Tasks to carry out:
[A] From the postnatal care article, return everything from "In the immediate" down to "even years later.", copied word for word.
[B] Shorten the paragraph of the postnatal care article that begins "In the survey of women who gave birth between 2013 and 2016" while keeping its main facts.
[C] Extend the postnatal care article beyond its last sentence.

Mothers struggle with painful sex and incontinence months or years after babies are born, survey reveals

A worrying number of women aren’t receiving the medical care they need

Sarah Young
Tuesday 03 April 2018 17:06 BST
(Getty Images/iStockphoto)

The trials and tribulations of pregnancy and childbirth are well documented but what happens to women’s bodies after the often painful process is rarely discussed.

In the immediate weeks following birth it’s accepted that women will require extra care to help recover from the physical changes that occur.

But new figures released today as part of Mumsnet’s Campaign for Better Postnatal Care have revealed that many mothers are struggling to cope with the long-term impact of birth injuries some months and even years later.

In the survey of women who gave birth between 2013 and 2016, more than one third (36 per cent) admitted that sex had become uncomfortable for them during the months after birth.

However, only four per cent of these women reported that they had received “great” medical care, and a further 13 per cent said they had received “adequate” care.

Worryingly, the overwhelming majority – 75 per cent – had not asked for, or received, medical help at all.

The results were also similar for the 42 per cent of women who reported experiencing problems with continence or pelvic floor.

Here, 18 per cent received “adequate” or “great” medical care, while 70 per cent did not seek assistance at all.

Interestingly, nearly one quarter of women (24 per cent) believed that while the NHS considers continence and good sex important for new mothers, it cannot afford to prioritise them.

Furthermore, 15 per cent say the NHS thinks birth inevitably means worse sex for some women and mild incontinence, and that’s just the way it is.

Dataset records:
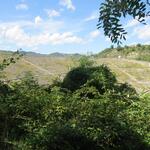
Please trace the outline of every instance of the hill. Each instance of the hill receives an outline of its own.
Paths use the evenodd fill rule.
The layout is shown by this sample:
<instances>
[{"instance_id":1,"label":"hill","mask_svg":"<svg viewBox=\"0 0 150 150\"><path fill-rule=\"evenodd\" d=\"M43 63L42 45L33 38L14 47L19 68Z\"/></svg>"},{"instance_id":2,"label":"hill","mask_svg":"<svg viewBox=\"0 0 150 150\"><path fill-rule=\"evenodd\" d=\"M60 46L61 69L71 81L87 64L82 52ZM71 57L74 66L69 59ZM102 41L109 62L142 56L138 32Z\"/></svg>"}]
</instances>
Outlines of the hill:
<instances>
[{"instance_id":1,"label":"hill","mask_svg":"<svg viewBox=\"0 0 150 150\"><path fill-rule=\"evenodd\" d=\"M150 61L150 45L133 45L117 48L107 48L96 55L100 58L128 58L143 61Z\"/></svg>"},{"instance_id":2,"label":"hill","mask_svg":"<svg viewBox=\"0 0 150 150\"><path fill-rule=\"evenodd\" d=\"M128 50L129 49L130 48L128 48ZM142 53L142 50L139 51ZM144 53L146 53L146 51L148 53L147 49L144 50ZM11 56L11 54L12 52L9 51L0 51L0 61ZM106 64L109 66L120 82L130 83L137 91L150 90L150 63L134 60L137 58L129 57L132 56L130 54L131 53L125 55L125 50L119 51L119 54L117 54L115 49L114 51L109 49L91 59L94 59L97 65ZM121 55L120 59L118 59L119 55ZM26 53L16 64L12 64L5 69L5 81L20 79L26 72L31 72L40 84L49 84L57 77L62 79L70 68L78 64L80 56L81 55L77 54L64 55L55 53L51 55L41 55Z\"/></svg>"}]
</instances>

Numbered answers:
[A]
In the immediate weeks following birth it’s accepted that women will require extra care to help recover from the physical changes that occur.

But new figures released today as part of Mumsnet’s Campaign for Better Postnatal Care have revealed that many mothers are struggling to cope with the long-term impact of birth injuries some months and even years later.

[B] More than a third (36 percent) of women surveyed who gave birth between 2013 and 2016 said sex became uncomfortable in the months after birth.

[C]
Mumsnet’s survey also found that more than one third (34 per cent) of women who tore during childbirth or had a caesarean claimed they did not have adequate after care for the surgical wound or injury in the weeks following birth.

“For most mothers, thankfully, birth means a baby - but it also means tears and wounds, and for some it can mean uncomfortable sex, incontinence or prolapse symptoms that last for years or even decades,” said Mumsnet founder Justine Roberts.

“We need an honest conversation about what birth can mean for some mothers, and for women to feel they have permission to discuss these symptoms with their healthcare providers and receive effective care.”

Debra Bick, professor of evidence based midwifery practice at King’s College London, added: “The Mumsnet Campaign for Better Postnatal Care highlights yet again the long-term impacts of birth on women’s health.

“For too long, postnatal care has been the ‘poor relation’, despite high numbers of women experiencing problems which persist way beyond the six –to-eight week postnatal period.

“Evidence is growing of why we need to plan and promote postnatal care which enables women to discuss their health needs with clinicians who have the appropriate skills and competencies,” she continued.

“We cannot continue to ignore postnatal care.”